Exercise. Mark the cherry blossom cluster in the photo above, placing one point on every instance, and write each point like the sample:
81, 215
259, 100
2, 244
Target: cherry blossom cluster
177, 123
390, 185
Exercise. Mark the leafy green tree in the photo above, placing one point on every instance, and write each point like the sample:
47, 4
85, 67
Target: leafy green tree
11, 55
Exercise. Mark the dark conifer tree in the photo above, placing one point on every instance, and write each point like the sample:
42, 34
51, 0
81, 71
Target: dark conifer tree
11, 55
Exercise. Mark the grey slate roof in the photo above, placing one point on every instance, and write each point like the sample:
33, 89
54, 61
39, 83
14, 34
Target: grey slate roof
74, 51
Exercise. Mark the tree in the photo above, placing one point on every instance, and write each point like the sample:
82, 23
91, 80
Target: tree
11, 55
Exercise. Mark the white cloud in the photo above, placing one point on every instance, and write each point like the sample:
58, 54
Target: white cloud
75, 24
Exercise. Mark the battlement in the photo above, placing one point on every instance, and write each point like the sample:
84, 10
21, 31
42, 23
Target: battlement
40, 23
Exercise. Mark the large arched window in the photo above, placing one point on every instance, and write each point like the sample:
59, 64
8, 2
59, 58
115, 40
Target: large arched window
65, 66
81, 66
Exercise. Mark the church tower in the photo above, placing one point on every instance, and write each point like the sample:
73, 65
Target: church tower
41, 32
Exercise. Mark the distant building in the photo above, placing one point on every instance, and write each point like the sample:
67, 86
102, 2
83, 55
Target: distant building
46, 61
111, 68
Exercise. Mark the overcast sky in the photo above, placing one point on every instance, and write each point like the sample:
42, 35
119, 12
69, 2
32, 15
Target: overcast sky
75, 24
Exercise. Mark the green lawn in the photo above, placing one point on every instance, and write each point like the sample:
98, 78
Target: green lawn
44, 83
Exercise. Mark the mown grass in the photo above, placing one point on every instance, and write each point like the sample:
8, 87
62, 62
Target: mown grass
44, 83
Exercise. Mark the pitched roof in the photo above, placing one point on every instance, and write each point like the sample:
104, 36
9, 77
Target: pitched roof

Exercise: Give every entry again in full, precisely as written above.

Task output:
Exercise. Mark the cherry blossom cluster in the photo above, placing one point on every instance, and write each point like the sample:
81, 215
259, 100
2, 244
Target: cherry blossom cluster
177, 123
390, 185
Exercise. Mark the leafy green tree in the photo above, placing one point on every instance, and write each point like the sample:
47, 4
85, 67
Target: leafy green tree
11, 55
Exercise. Mark the dark conifer tree in the photo above, placing one point on every instance, and write each point like the sample:
42, 34
51, 0
81, 71
Target: dark conifer tree
11, 55
Exercise. Mark the grey slate roof in the photo above, placing one point on every instance, and write each point like the sample:
33, 89
54, 61
39, 83
14, 34
Target: grey slate roof
74, 51
Exercise. Mark the tree in the photo above, placing one point on every instance, and write each point like the sample:
82, 23
91, 80
Target: tree
11, 55
Exercise. Mark the white cloud in the photo above, placing one point on every instance, and write each point like the sample:
58, 54
Target: white cloud
75, 24
Exercise. Mark the battlement in the photo above, placing one point on every instance, and write each point like the sample:
84, 10
21, 31
42, 23
Target: battlement
40, 23
Exercise. Mark the large arched window in the photo above, placing one point on every instance, and write each point like the sample:
59, 64
8, 2
59, 58
115, 40
Target: large arched window
65, 66
81, 66
Exercise. Mark the church tower in the photo above, placing one point on every instance, and write each point like the sample:
73, 65
Target: church tower
41, 32
Exercise. Mark the distant building in the photo above, placing one point on every instance, and write each point like the sample:
67, 86
102, 2
83, 55
Target: distant building
46, 61
111, 68
Exercise. Mark the overcast sky in the photo above, placing one point on every instance, and write each point like the sample:
42, 35
119, 12
69, 2
32, 15
Target: overcast sky
75, 24
Exercise. Mark the green lawn in the photo above, placing one point on every instance, and write each point like the sample:
98, 78
Target: green lawn
44, 83
Exercise. Mark the mown grass in the photo above, placing one point on every instance, and write each point like the sample:
8, 87
62, 62
Target: mown grass
44, 83
Exercise. Mark the pitched roof in the photo above, placing one point on every instance, and write each point like the sample:
104, 36
9, 77
Target: pitched roof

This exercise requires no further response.